Starting with the line containing "Place a point on every instance of the white railing, shaped" and going on through the line containing "pixel 335 227", rewrite those lines of the material with every "residential house" changed to "family home" and nothing else altered.
★ ★ ★ ★ ★
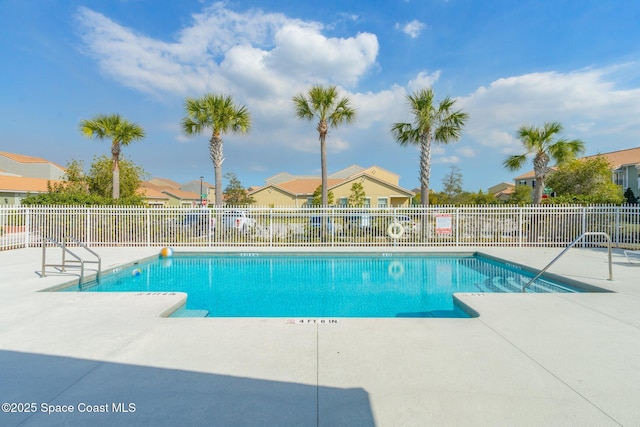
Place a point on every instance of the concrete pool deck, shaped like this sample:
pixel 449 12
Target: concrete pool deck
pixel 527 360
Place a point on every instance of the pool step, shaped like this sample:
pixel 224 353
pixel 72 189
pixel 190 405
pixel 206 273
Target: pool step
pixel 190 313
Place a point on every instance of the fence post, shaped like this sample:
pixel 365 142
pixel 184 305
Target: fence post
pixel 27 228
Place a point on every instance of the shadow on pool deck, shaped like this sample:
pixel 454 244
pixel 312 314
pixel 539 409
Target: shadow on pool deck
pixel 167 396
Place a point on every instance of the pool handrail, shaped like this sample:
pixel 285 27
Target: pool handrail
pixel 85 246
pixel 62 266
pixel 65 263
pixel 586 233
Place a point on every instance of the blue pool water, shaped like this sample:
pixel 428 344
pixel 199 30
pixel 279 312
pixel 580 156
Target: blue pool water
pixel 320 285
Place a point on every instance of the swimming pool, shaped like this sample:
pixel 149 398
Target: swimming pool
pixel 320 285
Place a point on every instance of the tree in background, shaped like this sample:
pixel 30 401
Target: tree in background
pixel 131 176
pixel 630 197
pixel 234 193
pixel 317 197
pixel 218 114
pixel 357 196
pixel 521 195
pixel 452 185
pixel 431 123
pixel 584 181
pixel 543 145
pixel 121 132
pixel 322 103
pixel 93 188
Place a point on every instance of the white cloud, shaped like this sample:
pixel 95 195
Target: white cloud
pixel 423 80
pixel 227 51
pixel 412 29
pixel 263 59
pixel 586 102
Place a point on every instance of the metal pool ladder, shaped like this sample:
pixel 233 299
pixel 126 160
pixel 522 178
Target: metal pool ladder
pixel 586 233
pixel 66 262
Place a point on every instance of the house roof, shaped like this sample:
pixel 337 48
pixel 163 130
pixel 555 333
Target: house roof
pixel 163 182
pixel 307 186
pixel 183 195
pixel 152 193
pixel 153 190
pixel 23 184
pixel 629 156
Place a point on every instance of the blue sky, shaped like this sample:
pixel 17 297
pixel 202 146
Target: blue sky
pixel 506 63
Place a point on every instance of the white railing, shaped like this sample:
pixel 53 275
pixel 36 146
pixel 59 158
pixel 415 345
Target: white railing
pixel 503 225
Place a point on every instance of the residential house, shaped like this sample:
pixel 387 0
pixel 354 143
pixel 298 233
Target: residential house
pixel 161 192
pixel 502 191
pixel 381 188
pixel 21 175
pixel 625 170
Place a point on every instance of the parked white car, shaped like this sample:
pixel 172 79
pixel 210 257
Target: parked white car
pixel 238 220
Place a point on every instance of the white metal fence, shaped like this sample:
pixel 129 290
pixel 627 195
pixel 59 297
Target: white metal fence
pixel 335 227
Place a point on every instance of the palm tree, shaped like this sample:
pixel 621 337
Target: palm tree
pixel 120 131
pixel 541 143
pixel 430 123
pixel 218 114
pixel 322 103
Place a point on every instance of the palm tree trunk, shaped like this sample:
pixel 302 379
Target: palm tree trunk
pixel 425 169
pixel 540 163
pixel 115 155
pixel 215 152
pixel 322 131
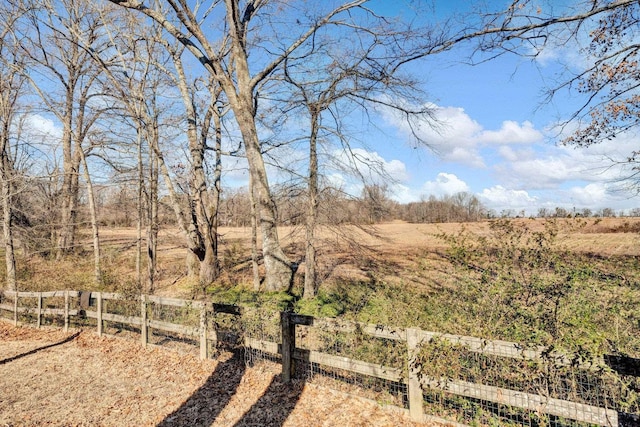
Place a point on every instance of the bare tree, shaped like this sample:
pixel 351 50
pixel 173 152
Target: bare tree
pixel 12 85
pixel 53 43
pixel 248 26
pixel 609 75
★ ★ ★ ★ ★
**Result**
Place a point on every instance of the white railing, shaped like this sample:
pixel 53 275
pixel 36 146
pixel 59 158
pixel 415 345
Target: white railing
pixel 503 225
Place a point on every instance of the family home, shaped like this sample:
pixel 387 0
pixel 354 143
pixel 298 233
Target: family home
pixel 161 192
pixel 502 191
pixel 381 188
pixel 21 175
pixel 625 170
Place a point on every instance of the parked white car, shaped like this sample:
pixel 172 79
pixel 210 257
Target: parked white car
pixel 238 220
Place a point on every instance of the white metal fence, shaped like this sample:
pixel 129 290
pixel 627 195
pixel 59 297
Target: white metal fence
pixel 335 227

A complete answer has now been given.